------ MATERIAL FOR THIS TASK

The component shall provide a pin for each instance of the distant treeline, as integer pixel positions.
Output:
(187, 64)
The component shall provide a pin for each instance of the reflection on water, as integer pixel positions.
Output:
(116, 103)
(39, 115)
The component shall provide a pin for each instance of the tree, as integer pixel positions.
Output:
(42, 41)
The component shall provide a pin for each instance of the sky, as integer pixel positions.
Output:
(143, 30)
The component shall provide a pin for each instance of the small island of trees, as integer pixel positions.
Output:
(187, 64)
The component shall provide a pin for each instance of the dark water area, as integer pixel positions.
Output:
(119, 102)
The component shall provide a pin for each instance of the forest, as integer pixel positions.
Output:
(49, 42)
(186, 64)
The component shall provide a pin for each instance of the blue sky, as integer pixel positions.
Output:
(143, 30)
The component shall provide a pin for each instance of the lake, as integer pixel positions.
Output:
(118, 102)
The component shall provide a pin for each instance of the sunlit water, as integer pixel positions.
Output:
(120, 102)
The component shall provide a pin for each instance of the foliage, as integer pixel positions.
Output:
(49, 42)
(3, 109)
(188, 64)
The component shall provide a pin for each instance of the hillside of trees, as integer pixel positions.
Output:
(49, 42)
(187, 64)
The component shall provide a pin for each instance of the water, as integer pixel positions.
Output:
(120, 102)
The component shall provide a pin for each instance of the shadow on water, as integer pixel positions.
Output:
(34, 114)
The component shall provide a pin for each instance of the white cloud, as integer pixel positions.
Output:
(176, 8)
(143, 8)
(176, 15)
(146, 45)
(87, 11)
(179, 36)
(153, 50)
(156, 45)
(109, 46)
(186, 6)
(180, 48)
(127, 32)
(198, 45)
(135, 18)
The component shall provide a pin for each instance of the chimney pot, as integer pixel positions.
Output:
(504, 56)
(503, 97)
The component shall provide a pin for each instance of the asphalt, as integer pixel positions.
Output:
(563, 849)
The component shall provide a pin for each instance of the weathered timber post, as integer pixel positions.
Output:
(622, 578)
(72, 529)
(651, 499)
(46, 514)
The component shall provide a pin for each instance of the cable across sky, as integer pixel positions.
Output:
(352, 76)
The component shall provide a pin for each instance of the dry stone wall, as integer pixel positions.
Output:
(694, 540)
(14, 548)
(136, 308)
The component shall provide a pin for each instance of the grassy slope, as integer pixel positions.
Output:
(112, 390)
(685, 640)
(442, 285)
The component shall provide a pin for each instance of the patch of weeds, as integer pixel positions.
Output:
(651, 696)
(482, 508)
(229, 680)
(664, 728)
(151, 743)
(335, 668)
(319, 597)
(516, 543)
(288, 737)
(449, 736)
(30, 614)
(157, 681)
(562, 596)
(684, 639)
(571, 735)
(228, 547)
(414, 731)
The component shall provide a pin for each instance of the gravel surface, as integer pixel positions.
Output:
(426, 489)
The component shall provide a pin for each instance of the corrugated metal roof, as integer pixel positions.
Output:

------------

■ TASK TO CARRY OUT
Word for word, output all of the material.

■ ANSWER FOR THE TASK
The component shall provide a pin for each instance of the distant treeline, as integer pixel positions.
Output:
(187, 64)
The component shall provide a pin for each instance of the reflection on water, as integer pixel positions.
Output:
(116, 103)
(39, 115)
The component shall provide a pin for each instance of the tree, as integer pixel positions.
Output:
(42, 41)
The component shall provide a pin for each instance of the sky, as integer pixel positions.
Output:
(143, 30)
The component shall provide a pin for each instance of the small island of trees, as integer pixel positions.
Output:
(187, 64)
The component shall provide a pin for each instance of the dark water area, as integer pixel positions.
Output:
(119, 102)
The component shall provide a pin for each instance of the forest, as integer pixel positions.
Output:
(49, 42)
(186, 64)
The component shall provide a pin for each instance of the blue sky, as integer pixel positions.
Output:
(143, 30)
The component shall provide a pin for each instance of the lake, as integer pixel positions.
Output:
(118, 102)
The component shall provide a pin for each instance of the sunlit water, as integer pixel positions.
Output:
(120, 102)
The component shall provide a pin for each instance of the foliage, as integer pixel positions.
Output:
(49, 42)
(3, 109)
(188, 64)
The component shall provide a pin for each instance of the hillside of trees, as integer pixel positions.
Output:
(49, 42)
(187, 64)
The component shall provide a pin for each instance of the water, as integer pixel positions.
Output:
(120, 102)
The component shall provide a pin for each instance of the shadow on water, as integer pixel positions.
Output:
(34, 114)
The component shall provide a pin for each instance of the white cloud, as integer pixel positions.
Output:
(176, 8)
(143, 8)
(176, 15)
(146, 45)
(87, 11)
(179, 36)
(153, 50)
(156, 45)
(109, 46)
(186, 6)
(180, 48)
(127, 32)
(198, 45)
(135, 18)
The component shall provide a pin for each instance of the chimney pot, as integer pixel positions.
Output:
(504, 56)
(503, 97)
The component shall provide a pin for each instance of the asphalt, as integer pixel positions.
Output:
(563, 849)
The component shall provide a pin for each instance of the weathered timber post, as integer pixel positions.
Output:
(622, 578)
(72, 529)
(651, 499)
(46, 514)
The component shall provide a pin for each instance of the cable across sky, as integer pixel positions.
Output:
(352, 76)
The component shall provide a pin for each instance of the dry stone wall, as integer pixel positions.
Output:
(694, 540)
(14, 548)
(136, 308)
The component shall provide a pin for each instance of the grassy slope, as integer pixel positions.
Output:
(112, 390)
(685, 640)
(442, 285)
The component shall provide a pin for each instance of the patch of weeds, as integer pixel positions.
Output:
(651, 696)
(482, 508)
(229, 680)
(664, 728)
(151, 743)
(335, 668)
(319, 597)
(516, 543)
(288, 737)
(449, 736)
(30, 614)
(157, 681)
(562, 596)
(684, 639)
(571, 735)
(228, 547)
(414, 731)
The component shall provide a pin for each instance of the gravel surface, as integer pixel positions.
Output:
(426, 489)
The component shall provide a pin for each instance of the corrugated metal roof, as integer pixel positions.
Output:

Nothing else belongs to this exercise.